WHAT IS REQUIRED: Return each line of the entries below that contains the word "jackal".

DATA TO PROCESS:
-*-*-
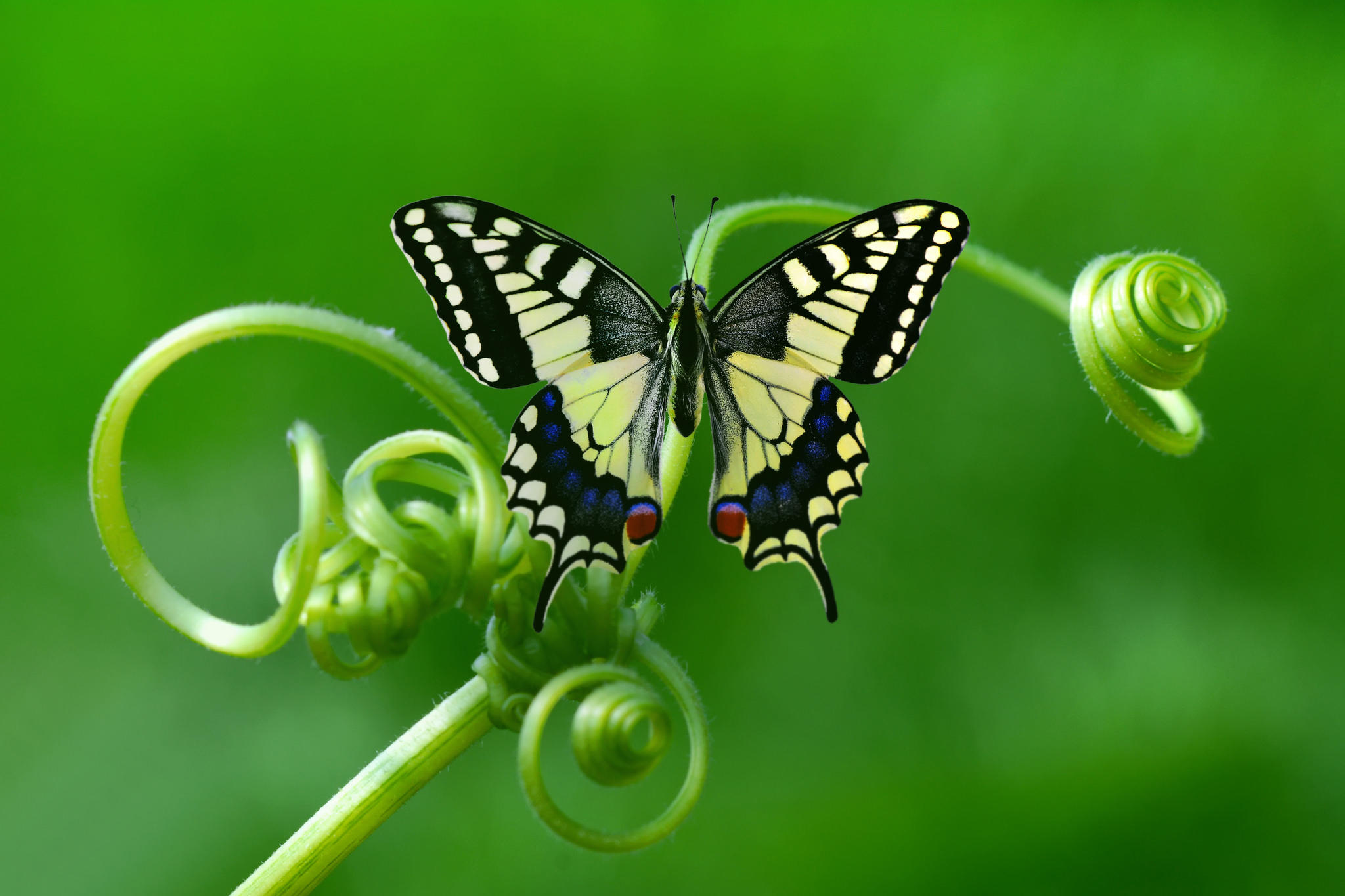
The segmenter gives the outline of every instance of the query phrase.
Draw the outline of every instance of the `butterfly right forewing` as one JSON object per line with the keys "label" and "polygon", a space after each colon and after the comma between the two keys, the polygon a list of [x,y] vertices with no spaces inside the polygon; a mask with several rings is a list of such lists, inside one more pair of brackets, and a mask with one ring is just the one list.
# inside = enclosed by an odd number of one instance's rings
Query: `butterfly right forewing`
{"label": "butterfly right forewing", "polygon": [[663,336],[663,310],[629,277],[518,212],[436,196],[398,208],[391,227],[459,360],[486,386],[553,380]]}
-*-*-
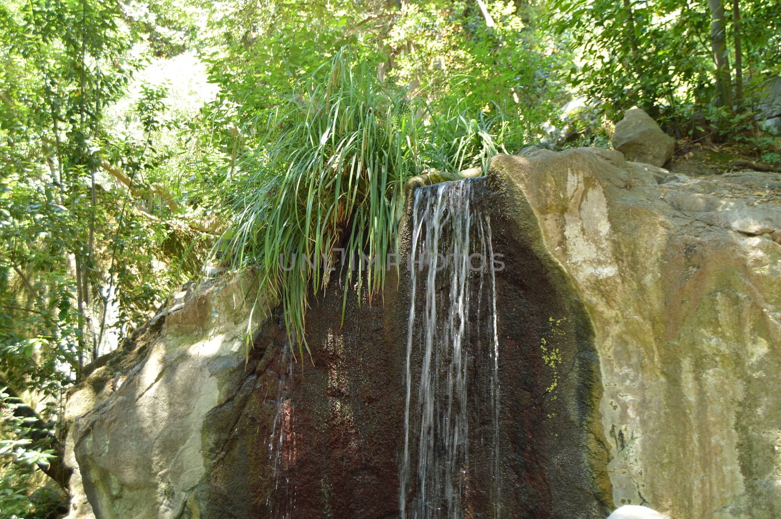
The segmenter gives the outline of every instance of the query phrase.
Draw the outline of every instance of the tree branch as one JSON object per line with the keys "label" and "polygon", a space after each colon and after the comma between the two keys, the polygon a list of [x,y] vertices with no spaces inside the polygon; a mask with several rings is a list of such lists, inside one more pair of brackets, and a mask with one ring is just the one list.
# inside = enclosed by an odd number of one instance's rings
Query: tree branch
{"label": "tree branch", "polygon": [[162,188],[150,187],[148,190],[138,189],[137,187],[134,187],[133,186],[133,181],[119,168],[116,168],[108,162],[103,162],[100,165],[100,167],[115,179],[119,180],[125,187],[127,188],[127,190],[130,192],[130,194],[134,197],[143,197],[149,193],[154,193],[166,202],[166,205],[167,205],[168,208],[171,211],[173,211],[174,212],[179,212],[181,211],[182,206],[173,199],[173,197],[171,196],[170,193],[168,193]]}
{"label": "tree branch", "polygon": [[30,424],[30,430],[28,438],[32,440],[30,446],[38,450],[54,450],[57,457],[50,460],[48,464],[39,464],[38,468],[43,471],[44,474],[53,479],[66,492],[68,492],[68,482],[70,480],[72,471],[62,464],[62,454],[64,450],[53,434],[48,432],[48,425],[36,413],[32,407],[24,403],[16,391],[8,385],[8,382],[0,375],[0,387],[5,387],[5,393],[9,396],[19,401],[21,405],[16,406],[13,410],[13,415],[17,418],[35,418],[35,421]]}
-*-*-
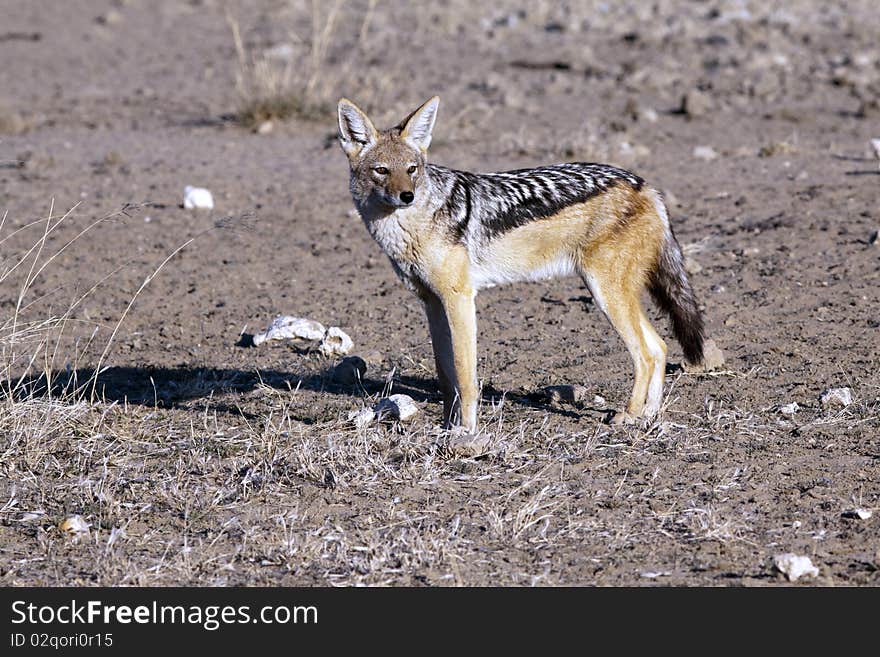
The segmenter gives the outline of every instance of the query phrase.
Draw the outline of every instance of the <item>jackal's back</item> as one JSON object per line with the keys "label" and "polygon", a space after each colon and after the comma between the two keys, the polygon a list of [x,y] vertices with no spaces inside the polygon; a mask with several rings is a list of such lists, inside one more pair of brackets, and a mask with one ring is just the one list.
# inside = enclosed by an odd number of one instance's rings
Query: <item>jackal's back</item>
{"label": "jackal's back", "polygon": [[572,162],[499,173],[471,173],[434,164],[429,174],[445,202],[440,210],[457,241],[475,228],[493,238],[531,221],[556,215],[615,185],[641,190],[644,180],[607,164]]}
-*-*-
RESPONSE TO THIS TASK:
Draw the outline of every instance of the <item>jackal's back</item> as one JSON object per line with the keys "label" and "polygon", a space after each colon and after the comma between the two keys, the polygon a list of [x,y] vertices with no spaces inside the polygon; a mask with several rings is a list of such lists, inside one more pair of brackets, and a mask with one ring is just the one list.
Query: <item>jackal's back</item>
{"label": "jackal's back", "polygon": [[572,162],[499,173],[471,173],[434,164],[429,174],[445,202],[440,210],[457,241],[475,228],[493,238],[531,221],[556,215],[615,185],[641,190],[644,180],[607,164]]}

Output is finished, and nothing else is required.